> SUPPLIED RECORDS:
* * * * *

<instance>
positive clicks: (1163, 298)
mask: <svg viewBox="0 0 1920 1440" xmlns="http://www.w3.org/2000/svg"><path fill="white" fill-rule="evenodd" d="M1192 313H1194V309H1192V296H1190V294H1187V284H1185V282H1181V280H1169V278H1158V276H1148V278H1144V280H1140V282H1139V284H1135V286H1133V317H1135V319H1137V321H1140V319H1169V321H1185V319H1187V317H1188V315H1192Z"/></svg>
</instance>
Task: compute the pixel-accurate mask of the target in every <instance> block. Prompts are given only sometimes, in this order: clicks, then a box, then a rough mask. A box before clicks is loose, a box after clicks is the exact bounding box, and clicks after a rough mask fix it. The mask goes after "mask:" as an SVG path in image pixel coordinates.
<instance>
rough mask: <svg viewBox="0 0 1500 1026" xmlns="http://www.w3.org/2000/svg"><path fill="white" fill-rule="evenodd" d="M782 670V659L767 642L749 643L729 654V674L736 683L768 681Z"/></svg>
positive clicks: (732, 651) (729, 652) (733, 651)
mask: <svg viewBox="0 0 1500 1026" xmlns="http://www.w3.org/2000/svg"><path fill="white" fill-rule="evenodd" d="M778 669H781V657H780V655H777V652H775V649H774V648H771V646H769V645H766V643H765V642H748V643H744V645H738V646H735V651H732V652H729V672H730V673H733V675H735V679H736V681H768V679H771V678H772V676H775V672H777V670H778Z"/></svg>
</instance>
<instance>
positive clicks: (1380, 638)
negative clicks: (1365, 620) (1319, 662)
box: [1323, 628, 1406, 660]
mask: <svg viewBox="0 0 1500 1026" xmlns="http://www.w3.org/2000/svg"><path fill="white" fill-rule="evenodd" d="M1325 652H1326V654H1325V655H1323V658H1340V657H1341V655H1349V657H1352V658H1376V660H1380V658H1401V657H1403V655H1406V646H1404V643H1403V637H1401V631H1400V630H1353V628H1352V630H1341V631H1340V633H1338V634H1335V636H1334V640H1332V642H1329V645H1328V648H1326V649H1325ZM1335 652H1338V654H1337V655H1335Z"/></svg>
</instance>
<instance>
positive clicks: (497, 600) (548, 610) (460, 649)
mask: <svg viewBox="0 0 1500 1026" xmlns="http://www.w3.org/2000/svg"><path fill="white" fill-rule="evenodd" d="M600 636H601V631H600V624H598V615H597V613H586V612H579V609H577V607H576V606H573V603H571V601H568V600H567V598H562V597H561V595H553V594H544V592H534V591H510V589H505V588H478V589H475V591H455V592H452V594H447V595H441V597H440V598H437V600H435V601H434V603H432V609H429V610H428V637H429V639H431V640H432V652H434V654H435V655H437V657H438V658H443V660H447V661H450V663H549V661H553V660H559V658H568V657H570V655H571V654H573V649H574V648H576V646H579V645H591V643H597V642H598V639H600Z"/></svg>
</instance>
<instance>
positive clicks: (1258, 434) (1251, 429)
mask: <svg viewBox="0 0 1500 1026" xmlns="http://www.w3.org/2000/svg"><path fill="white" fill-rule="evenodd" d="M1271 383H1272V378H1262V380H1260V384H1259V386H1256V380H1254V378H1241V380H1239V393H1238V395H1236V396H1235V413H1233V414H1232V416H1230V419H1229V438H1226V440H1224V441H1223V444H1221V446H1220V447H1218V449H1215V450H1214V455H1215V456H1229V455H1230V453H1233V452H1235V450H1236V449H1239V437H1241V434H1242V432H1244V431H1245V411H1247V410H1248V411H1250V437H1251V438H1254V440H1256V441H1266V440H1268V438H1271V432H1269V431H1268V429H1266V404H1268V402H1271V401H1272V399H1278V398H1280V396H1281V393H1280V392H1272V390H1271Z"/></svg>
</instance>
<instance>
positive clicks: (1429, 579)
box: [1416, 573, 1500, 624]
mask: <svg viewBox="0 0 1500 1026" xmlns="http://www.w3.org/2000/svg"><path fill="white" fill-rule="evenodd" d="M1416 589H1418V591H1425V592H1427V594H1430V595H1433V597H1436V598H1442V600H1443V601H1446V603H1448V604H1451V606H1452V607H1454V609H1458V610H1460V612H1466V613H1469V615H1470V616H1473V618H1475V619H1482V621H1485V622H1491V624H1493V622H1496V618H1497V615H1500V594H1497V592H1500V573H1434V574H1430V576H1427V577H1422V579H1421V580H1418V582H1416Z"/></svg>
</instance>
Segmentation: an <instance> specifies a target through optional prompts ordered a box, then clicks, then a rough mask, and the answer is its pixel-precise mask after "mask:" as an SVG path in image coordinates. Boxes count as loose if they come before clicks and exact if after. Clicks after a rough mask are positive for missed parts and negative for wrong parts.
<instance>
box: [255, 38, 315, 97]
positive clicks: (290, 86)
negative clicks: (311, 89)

* * * * *

> WRITTEN TASK:
Everything in the records is to be copied exactly.

> OUTPUT OF THE TASK:
<instance>
positive clicks: (1163, 298)
mask: <svg viewBox="0 0 1920 1440" xmlns="http://www.w3.org/2000/svg"><path fill="white" fill-rule="evenodd" d="M1192 313H1194V309H1192V296H1190V294H1187V284H1185V282H1181V280H1169V278H1158V276H1148V278H1144V280H1140V282H1139V284H1135V286H1133V317H1135V319H1137V321H1140V319H1169V321H1185V319H1187V317H1188V315H1192Z"/></svg>
</instance>
Task: compute the pixel-accurate mask of the target in every <instance> block. Prompts are given only sometimes, in this order: clicks, then a box, then a rough mask. A box before clicks is loose, a box after clicks is the exact bounding box, and clicks after a rough mask fix it. The mask goes after "mask:" as an SVG path in image pixel coordinates.
<instance>
rough mask: <svg viewBox="0 0 1500 1026" xmlns="http://www.w3.org/2000/svg"><path fill="white" fill-rule="evenodd" d="M782 670V659L767 642L749 643L729 654V674L736 683L768 681Z"/></svg>
positive clicks: (732, 651) (729, 652) (733, 651)
mask: <svg viewBox="0 0 1500 1026" xmlns="http://www.w3.org/2000/svg"><path fill="white" fill-rule="evenodd" d="M778 669H781V657H780V655H777V652H775V649H774V648H771V646H769V645H766V643H765V642H748V643H744V645H738V646H735V651H732V652H729V672H730V673H733V675H735V679H736V681H768V679H771V678H772V676H775V672H777V670H778Z"/></svg>
</instance>
<instance>
positive clicks: (1380, 638)
negative clicks: (1365, 620) (1319, 662)
box: [1323, 628, 1406, 660]
mask: <svg viewBox="0 0 1500 1026" xmlns="http://www.w3.org/2000/svg"><path fill="white" fill-rule="evenodd" d="M1325 652H1326V654H1325V655H1323V658H1340V657H1341V655H1349V657H1352V658H1376V660H1380V658H1401V657H1403V655H1406V646H1404V643H1403V637H1401V631H1400V630H1353V628H1352V630H1341V631H1340V633H1338V634H1335V636H1334V640H1332V642H1329V645H1328V648H1326V649H1325ZM1335 652H1338V654H1337V655H1335Z"/></svg>
</instance>
<instance>
positive clicks: (497, 600) (548, 610) (460, 649)
mask: <svg viewBox="0 0 1500 1026" xmlns="http://www.w3.org/2000/svg"><path fill="white" fill-rule="evenodd" d="M600 636H601V631H600V624H598V615H597V613H586V612H579V609H577V607H576V606H573V603H571V601H568V600H567V598H562V597H561V595H553V594H544V592H534V591H510V589H505V588H478V589H475V591H455V592H452V594H447V595H441V597H440V598H437V600H435V601H434V603H432V609H429V610H428V637H429V639H431V640H432V652H434V654H435V655H437V657H438V658H443V660H447V661H450V663H549V661H553V660H559V658H568V657H570V655H571V654H573V649H574V648H576V646H579V645H591V643H597V642H598V639H600Z"/></svg>
</instance>
<instance>
positive clicks: (1258, 434) (1251, 429)
mask: <svg viewBox="0 0 1500 1026" xmlns="http://www.w3.org/2000/svg"><path fill="white" fill-rule="evenodd" d="M1271 383H1272V378H1262V380H1260V384H1259V386H1256V380H1254V378H1241V380H1239V393H1238V395H1236V396H1235V413H1233V414H1232V416H1230V419H1229V438H1226V440H1224V441H1223V444H1221V446H1220V447H1218V449H1215V450H1214V455H1215V456H1229V455H1230V453H1233V452H1235V450H1236V449H1239V437H1241V434H1242V432H1244V431H1245V411H1247V410H1248V411H1250V437H1251V438H1254V440H1256V441H1266V440H1268V438H1271V432H1269V431H1268V429H1266V404H1268V402H1271V401H1272V399H1278V398H1280V396H1281V393H1280V392H1272V390H1271Z"/></svg>
</instance>
<instance>
positive clicks: (1429, 579)
box: [1416, 573, 1500, 624]
mask: <svg viewBox="0 0 1500 1026" xmlns="http://www.w3.org/2000/svg"><path fill="white" fill-rule="evenodd" d="M1416 589H1418V591H1425V592H1427V594H1430V595H1433V597H1436V598H1442V600H1443V601H1446V603H1448V604H1451V606H1452V607H1454V609H1458V610H1460V612H1466V613H1469V615H1470V616H1473V618H1475V619H1482V621H1485V622H1491V624H1493V622H1496V618H1497V615H1500V594H1497V592H1500V573H1434V574H1430V576H1427V577H1422V579H1421V580H1418V582H1416Z"/></svg>
</instance>
Segmentation: an <instance> specifies a target through optional prompts ordered a box, then clicks, then a rough mask, and the answer is its pixel-precise mask after "mask:" as an SVG path in image coordinates. Boxes count as loose if they come before clicks and exact if after. Clicks after a rough mask are positive for missed parts and negative for wrong parts.
<instance>
box: [255, 38, 315, 97]
positive clicks: (290, 86)
negative clicks: (311, 89)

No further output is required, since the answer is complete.